[begin GIVEN INFORMATION]

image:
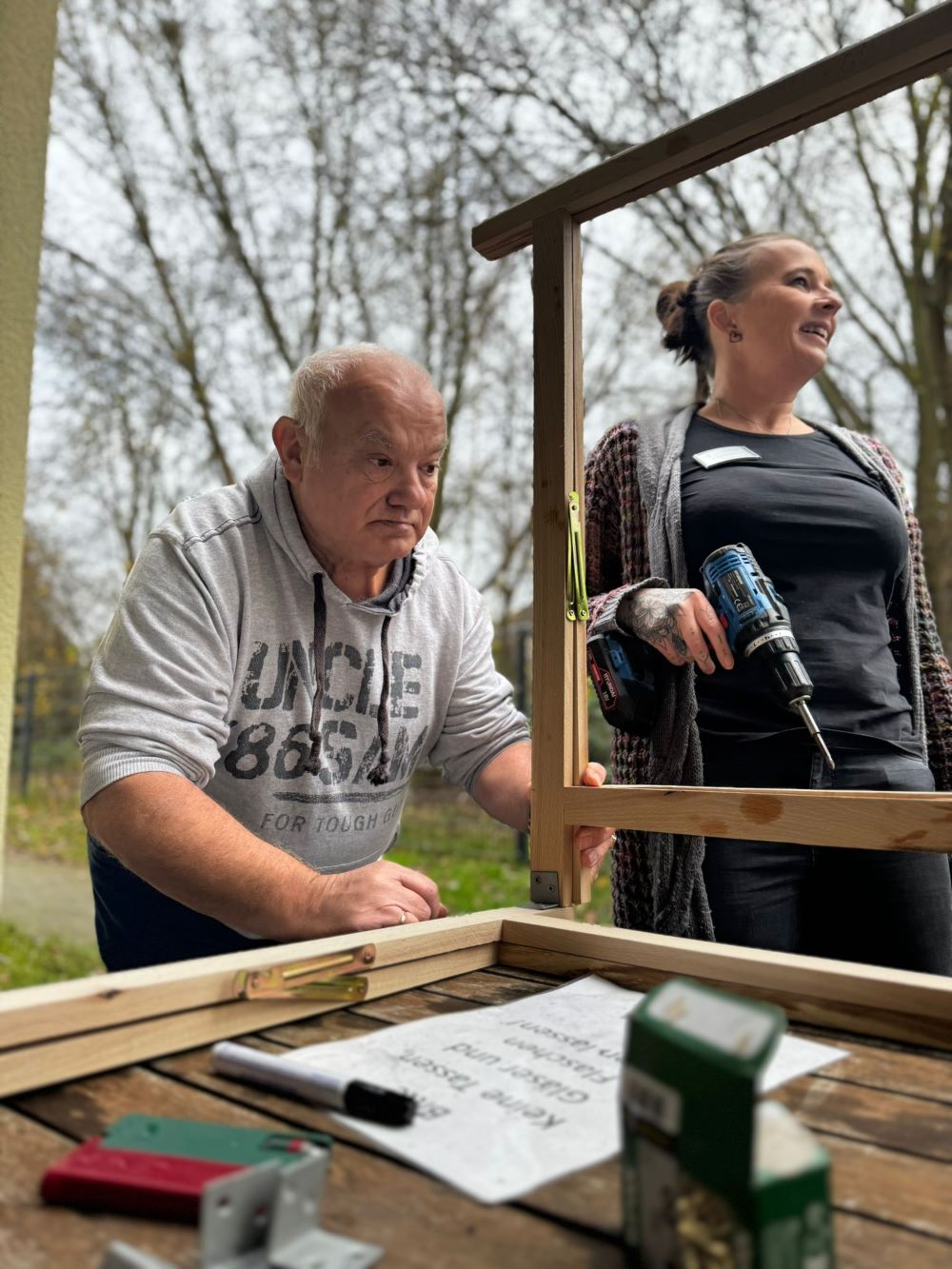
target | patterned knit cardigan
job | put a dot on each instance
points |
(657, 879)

[end GIVEN INFORMATION]
[begin GIVEN INFORMATION]

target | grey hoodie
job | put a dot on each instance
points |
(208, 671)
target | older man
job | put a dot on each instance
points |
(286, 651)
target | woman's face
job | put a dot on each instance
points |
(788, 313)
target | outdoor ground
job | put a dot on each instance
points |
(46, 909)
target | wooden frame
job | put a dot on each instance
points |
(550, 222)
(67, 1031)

[end GIVEN INFORMATION]

Pull out every line of the records that contains the word "target", and copy each one.

## TASK OUTPUT
target | patterned knit cardigan
target | grey hoodie
target | older man
target | woman's face
target | outdoor ground
target | wooden frame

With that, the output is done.